Work request: Give back all of the data exactly.

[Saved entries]
# # # # # # #
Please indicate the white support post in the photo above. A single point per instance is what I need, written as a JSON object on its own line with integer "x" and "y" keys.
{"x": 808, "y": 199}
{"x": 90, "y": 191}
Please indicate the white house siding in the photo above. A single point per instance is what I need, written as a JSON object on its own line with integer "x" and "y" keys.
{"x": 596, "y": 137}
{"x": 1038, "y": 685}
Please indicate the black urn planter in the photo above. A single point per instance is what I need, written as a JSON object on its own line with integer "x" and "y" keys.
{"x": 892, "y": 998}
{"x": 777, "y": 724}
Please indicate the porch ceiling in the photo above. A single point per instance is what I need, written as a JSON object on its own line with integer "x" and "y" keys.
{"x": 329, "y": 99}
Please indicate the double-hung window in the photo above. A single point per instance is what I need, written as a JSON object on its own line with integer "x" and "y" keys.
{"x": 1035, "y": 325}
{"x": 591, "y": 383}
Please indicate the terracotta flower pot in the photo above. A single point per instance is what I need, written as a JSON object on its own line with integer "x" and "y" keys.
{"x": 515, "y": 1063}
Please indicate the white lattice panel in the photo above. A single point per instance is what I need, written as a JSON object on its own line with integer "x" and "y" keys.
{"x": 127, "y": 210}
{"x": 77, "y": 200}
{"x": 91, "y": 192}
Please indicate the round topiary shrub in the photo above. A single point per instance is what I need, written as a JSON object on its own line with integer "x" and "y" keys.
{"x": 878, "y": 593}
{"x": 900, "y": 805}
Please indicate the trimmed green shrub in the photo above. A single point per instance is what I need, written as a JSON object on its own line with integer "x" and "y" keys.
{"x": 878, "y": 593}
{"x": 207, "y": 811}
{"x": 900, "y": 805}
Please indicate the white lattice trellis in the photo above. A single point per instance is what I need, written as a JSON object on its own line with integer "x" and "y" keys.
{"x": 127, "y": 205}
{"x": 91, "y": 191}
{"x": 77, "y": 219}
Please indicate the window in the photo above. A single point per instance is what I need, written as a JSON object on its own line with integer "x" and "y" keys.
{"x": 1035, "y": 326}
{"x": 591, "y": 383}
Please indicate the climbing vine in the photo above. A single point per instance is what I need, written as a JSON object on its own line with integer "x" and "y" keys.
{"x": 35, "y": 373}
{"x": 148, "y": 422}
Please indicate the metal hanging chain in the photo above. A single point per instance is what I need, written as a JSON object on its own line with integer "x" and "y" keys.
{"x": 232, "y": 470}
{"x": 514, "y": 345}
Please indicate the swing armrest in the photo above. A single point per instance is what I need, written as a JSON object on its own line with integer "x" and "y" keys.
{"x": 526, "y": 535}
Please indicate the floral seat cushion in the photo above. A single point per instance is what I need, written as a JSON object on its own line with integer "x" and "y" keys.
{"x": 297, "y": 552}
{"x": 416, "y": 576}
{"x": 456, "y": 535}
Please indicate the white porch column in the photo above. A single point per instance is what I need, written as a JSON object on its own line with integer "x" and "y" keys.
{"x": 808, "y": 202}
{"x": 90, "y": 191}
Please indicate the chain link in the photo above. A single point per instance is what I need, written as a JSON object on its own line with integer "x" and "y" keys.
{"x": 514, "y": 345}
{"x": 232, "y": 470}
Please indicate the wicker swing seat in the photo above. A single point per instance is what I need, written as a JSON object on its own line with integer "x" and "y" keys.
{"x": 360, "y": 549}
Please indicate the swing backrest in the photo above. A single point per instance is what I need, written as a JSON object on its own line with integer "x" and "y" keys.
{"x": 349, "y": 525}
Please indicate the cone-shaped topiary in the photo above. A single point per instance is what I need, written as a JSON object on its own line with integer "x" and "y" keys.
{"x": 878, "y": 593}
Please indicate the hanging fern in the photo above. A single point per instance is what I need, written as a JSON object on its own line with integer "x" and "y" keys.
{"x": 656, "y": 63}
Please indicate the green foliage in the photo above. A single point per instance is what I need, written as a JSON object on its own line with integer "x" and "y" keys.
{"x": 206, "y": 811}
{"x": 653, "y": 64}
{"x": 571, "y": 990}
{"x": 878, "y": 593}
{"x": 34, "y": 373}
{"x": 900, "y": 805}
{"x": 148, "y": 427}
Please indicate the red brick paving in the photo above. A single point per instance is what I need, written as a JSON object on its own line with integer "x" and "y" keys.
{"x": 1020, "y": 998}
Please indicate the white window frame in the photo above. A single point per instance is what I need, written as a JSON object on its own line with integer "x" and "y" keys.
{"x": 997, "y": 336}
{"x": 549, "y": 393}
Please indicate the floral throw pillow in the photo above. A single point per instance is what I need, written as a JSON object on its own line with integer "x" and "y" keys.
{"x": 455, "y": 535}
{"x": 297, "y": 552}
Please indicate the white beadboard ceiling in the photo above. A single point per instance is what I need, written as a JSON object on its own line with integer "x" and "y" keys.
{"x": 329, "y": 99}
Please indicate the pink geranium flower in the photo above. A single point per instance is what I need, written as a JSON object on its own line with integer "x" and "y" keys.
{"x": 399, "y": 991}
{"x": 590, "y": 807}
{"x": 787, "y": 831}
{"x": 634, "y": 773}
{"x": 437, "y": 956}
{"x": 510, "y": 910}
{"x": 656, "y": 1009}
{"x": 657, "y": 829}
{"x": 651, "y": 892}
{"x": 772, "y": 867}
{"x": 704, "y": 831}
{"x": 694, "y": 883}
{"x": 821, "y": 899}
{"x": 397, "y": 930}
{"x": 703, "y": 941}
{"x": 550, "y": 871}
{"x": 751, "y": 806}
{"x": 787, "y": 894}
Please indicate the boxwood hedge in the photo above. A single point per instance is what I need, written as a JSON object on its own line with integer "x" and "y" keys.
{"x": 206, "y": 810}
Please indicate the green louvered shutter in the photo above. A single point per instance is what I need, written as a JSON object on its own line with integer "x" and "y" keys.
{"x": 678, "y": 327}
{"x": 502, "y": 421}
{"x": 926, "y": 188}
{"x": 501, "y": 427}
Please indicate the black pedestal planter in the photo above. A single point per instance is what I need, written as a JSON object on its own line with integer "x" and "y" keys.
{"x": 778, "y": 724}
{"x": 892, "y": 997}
# # # # # # #
Response area:
Please indicate the white support post in the photo above. A single point per instance is what I need, written as a JSON object on its own line with integer "x" and "y" keys.
{"x": 808, "y": 199}
{"x": 90, "y": 191}
Please indicate the white house siding in the photo above. A single point per instance is what I need, written as a JSON object on its own line with integer "x" and "y" keys.
{"x": 596, "y": 137}
{"x": 1038, "y": 685}
Please indicate the black urn planter in the photo above. A single point per instance is what I need, written as a JSON object on its own line with integer "x" and "y" keys.
{"x": 892, "y": 998}
{"x": 777, "y": 724}
Please indicate the porch ceiling in the photo above. A single point per instance is what I need, written as a JSON object on its own line with integer "x" and "y" keys.
{"x": 329, "y": 99}
Please indicate the double-hung window in the photo above. A single point per instance is what I need, written as a JSON object on its own line with integer "x" and "y" keys.
{"x": 1035, "y": 325}
{"x": 591, "y": 383}
Please indicate the terracotta flower pot in the photo above. A single point per instance is what I need, written as a JSON object on its own line with integer "x" and "y" keys.
{"x": 515, "y": 1063}
Please indicate the white lattice panel in the photo above. A single point per instance is what I need, written as a JSON object on its own line with integer "x" and "y" keys.
{"x": 127, "y": 210}
{"x": 77, "y": 200}
{"x": 91, "y": 192}
Please indicate the round topiary shrub in the photo above. A single point per instance is what I need, written as a JSON object on its own line with integer "x" and "y" keys.
{"x": 878, "y": 593}
{"x": 900, "y": 805}
Please indicate the trimmed green shrub in the photo above. A single point per instance is what I need, written as a JSON object on its own line with integer "x" and "y" keys.
{"x": 878, "y": 593}
{"x": 207, "y": 811}
{"x": 900, "y": 805}
Please indicate the white lattice trellis in the photo above. A single point per instance is what I need, written as a JSON object on its own line with integer "x" and "y" keys.
{"x": 127, "y": 205}
{"x": 91, "y": 191}
{"x": 77, "y": 219}
Please indicate the window in the photo above. A single point per instance is what I need, written as a JSON object on its own line with integer "x" and "y" keys.
{"x": 1035, "y": 326}
{"x": 591, "y": 383}
Please indicate the climbing vine in the photo above. A single point per instance is what I need, written as a JSON object on its own line with integer "x" and "y" keys.
{"x": 35, "y": 373}
{"x": 148, "y": 422}
Please indicate the metal hanging chain in the photo above. A single point per instance is what I need, written as a JSON object on its own line with integer "x" and "y" keys.
{"x": 232, "y": 470}
{"x": 514, "y": 345}
Please indicate the swing armrest in the photo above. A single point per instance is what I need, written as a JSON object on its own line with integer "x" and "y" keys.
{"x": 526, "y": 535}
Please indicate the floral seat cushion in the photo above. A single point per instance is what I need, written as a JSON object on its own line with integer "x" and "y" keys.
{"x": 297, "y": 552}
{"x": 416, "y": 576}
{"x": 456, "y": 535}
Please indicate the white porch column in the photo above. A single point per instance is what I need, written as a JSON object on its own line with integer "x" and "y" keys.
{"x": 808, "y": 202}
{"x": 90, "y": 191}
Please indicate the chain link in the photo above. A single point per instance is what I need, written as a JSON object on its own line with integer "x" and "y" keys.
{"x": 514, "y": 345}
{"x": 232, "y": 470}
Please indicate the wicker swing seat in the photo above. A single point per instance is what I need, written as a JSON object on its own line with integer "x" and "y" keys.
{"x": 360, "y": 549}
Please indicate the swing backrest in the photo above. A single point per instance is what I need, written as a JSON object on its own line with integer "x" and "y" keys.
{"x": 349, "y": 525}
Please indicate the cone-shaped topiary in the photo above. A single point per instance is what I need, written as a JSON object on its own line with integer "x" and "y" keys.
{"x": 878, "y": 593}
Please indicate the hanging fern in the photo above. A single point per instance is what I need, written as a JSON object on its own line with integer "x" and "y" keys.
{"x": 656, "y": 63}
Please indicate the green foliage in the photo above. A single point per instance is what I need, written as a JSON object on its own line with integer "x" and "y" keys.
{"x": 206, "y": 811}
{"x": 653, "y": 64}
{"x": 571, "y": 990}
{"x": 878, "y": 593}
{"x": 34, "y": 373}
{"x": 900, "y": 805}
{"x": 148, "y": 427}
Please indicate the red brick paving in the photo above. A single point per instance is what I need, written as a JSON object on its own line with integer "x" and "y" keys.
{"x": 1020, "y": 998}
Please indicate the white window frame in the photo above. A single point per instance is what I need, written as a JSON object on its own line with integer "x" and "y" keys.
{"x": 997, "y": 336}
{"x": 549, "y": 393}
Please indicate the floral throw pillow in the photo above. A single point per instance is what I need, written as a JSON object on its own line with integer "x" and "y" keys.
{"x": 455, "y": 535}
{"x": 297, "y": 552}
Please indicate the white beadboard ceiling in the photo above. A single point per instance is what I need, written as a JSON object on its own line with integer "x" and "y" keys.
{"x": 329, "y": 99}
Please indicate the pink geranium flower in the photo above. A single point per instance is what I need, written as a JSON object on its own line with integer "x" and "y" keys.
{"x": 399, "y": 991}
{"x": 590, "y": 807}
{"x": 787, "y": 831}
{"x": 634, "y": 773}
{"x": 437, "y": 956}
{"x": 510, "y": 910}
{"x": 656, "y": 1009}
{"x": 657, "y": 829}
{"x": 651, "y": 892}
{"x": 772, "y": 867}
{"x": 704, "y": 831}
{"x": 694, "y": 883}
{"x": 821, "y": 899}
{"x": 397, "y": 930}
{"x": 703, "y": 941}
{"x": 550, "y": 871}
{"x": 751, "y": 806}
{"x": 787, "y": 894}
Please indicate the boxwood hedge in the photo above. A single point per instance is what I need, written as a JSON object on its own line with integer "x" and "y" keys.
{"x": 206, "y": 810}
Please indicate the green louvered shutter in the photo above. A single point per instance is what I need, written as a JSON object on its own line with integer "x" and "y" keys.
{"x": 678, "y": 327}
{"x": 502, "y": 421}
{"x": 926, "y": 188}
{"x": 501, "y": 427}
Please indicate the black pedestal planter in the photo above. A single point per instance is what I need, written as a JSON object on its own line with integer "x" and "y" keys.
{"x": 778, "y": 724}
{"x": 892, "y": 997}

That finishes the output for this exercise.